>> Start PASSAGE SHOWN

Q (1982) United Film Distribution Company/Horror RT: 93 minutes Rated R (language, graphic violence, nudity, frightening moments) Director: Larry Cohen Screenplay: Larry Cohen Music: Robert O. Ragland Cinematography: Fred Murphy Release date: October 29, 1982 Starring: Michael Moriarty, Candy Clark, Richard Roundtree, David Carradine, James Dixon, Malachy McCourt, Fred J. Scollay, Peter Hock, Ron Cey, Mary Louise Weller, Bruce Carradine, John Capodice, Tony Page, Larkin Ford, Larry Pine. Box Office: $255,000 (US)
Rating: ***
Now this is what I call a monster movie! Q, written, produced and directed by schlock-meister Larry Cohen (It’s Alive, The Stuff), has a giant lizard flying around New York City, grabbing victims from rooftops and scaffolds. Come on, who wouldn’t want to see a flick with this neat premise?
It all starts when a window washer at the Empire State Building (literally) loses his head. The cops assigned to the case, Sgt Powell (Roundtree, Shaft) and Detective Shepard (Carradine, Lone Wolf McQuade), have no idea how to explain it especially since they can’t find the man’s head anywhere. A hotel maid discovers a body in one of the rooms. The victim has been skinned from head to toe. A woman sunbathing (topless, of course) on her building’s rooftop is snatched and taken away by something. Blood rains on the people down below on the streets. Everybody panics. The cops have no explanation.

>> End PASSAGE SHOWN

## GIVEN TASK A
Pull out every line in the entries below that contains the word "green".

>> Start INPUT MATERIAL

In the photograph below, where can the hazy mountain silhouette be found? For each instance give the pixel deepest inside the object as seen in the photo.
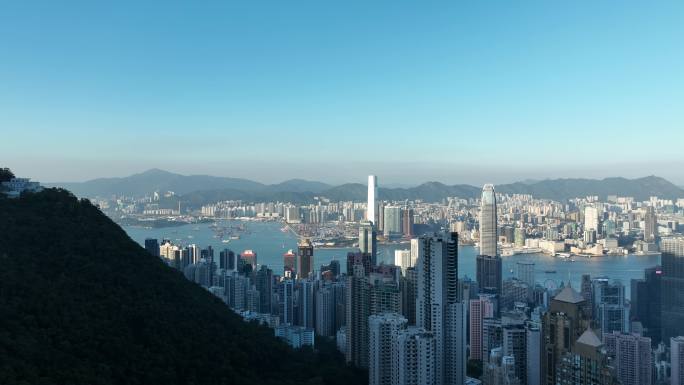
(82, 303)
(201, 189)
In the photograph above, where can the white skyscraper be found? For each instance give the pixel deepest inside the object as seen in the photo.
(414, 357)
(371, 214)
(438, 309)
(402, 258)
(633, 361)
(488, 222)
(383, 330)
(590, 218)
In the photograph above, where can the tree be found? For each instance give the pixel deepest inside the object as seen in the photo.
(6, 174)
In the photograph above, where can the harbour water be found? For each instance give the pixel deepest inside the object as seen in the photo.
(266, 239)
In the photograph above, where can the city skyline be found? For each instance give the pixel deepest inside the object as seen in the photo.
(553, 90)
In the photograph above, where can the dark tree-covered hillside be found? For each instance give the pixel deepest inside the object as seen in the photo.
(5, 174)
(81, 303)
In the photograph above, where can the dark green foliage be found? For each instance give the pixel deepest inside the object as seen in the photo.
(81, 303)
(5, 174)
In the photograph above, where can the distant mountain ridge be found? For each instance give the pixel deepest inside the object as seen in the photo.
(147, 182)
(196, 190)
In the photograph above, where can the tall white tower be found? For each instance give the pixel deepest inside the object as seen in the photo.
(371, 214)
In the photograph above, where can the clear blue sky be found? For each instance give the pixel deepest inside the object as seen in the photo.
(458, 91)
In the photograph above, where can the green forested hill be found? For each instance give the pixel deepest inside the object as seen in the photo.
(81, 303)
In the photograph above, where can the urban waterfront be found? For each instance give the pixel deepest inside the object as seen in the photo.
(266, 239)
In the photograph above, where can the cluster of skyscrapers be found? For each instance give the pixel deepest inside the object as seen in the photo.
(416, 322)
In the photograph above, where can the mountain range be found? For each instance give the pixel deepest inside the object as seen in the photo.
(196, 190)
(82, 303)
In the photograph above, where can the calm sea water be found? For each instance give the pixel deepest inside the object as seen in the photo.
(270, 244)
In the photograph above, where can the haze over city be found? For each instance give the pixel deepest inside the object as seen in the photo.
(450, 91)
(334, 193)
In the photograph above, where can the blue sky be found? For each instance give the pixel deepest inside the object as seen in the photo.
(455, 91)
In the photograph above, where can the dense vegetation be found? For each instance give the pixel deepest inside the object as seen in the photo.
(5, 174)
(81, 303)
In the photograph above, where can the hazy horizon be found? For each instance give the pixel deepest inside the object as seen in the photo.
(389, 176)
(450, 91)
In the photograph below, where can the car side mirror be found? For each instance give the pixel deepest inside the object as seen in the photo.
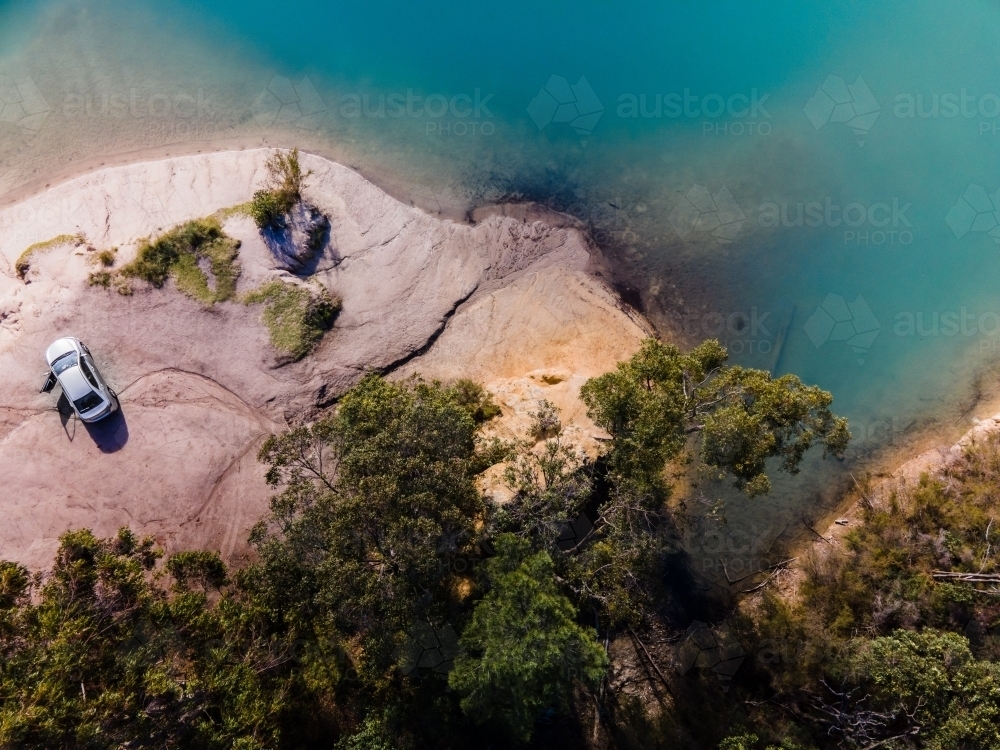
(49, 384)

>> End INPUT MATERIAL

## GIVEN TASK B
In the review of Q above, at which building does the window washer lose his head?

## FINISHED ANSWER A
In the photograph above, where can the dark green foliage be found? For each instance give the pixel deepest inside the object as seen in the photo.
In the photograph above, where can the green forested hill be found? For each instance give the pixel deepest inside the object as seen in the photo.

## FINISHED ANSWER B
The Empire State Building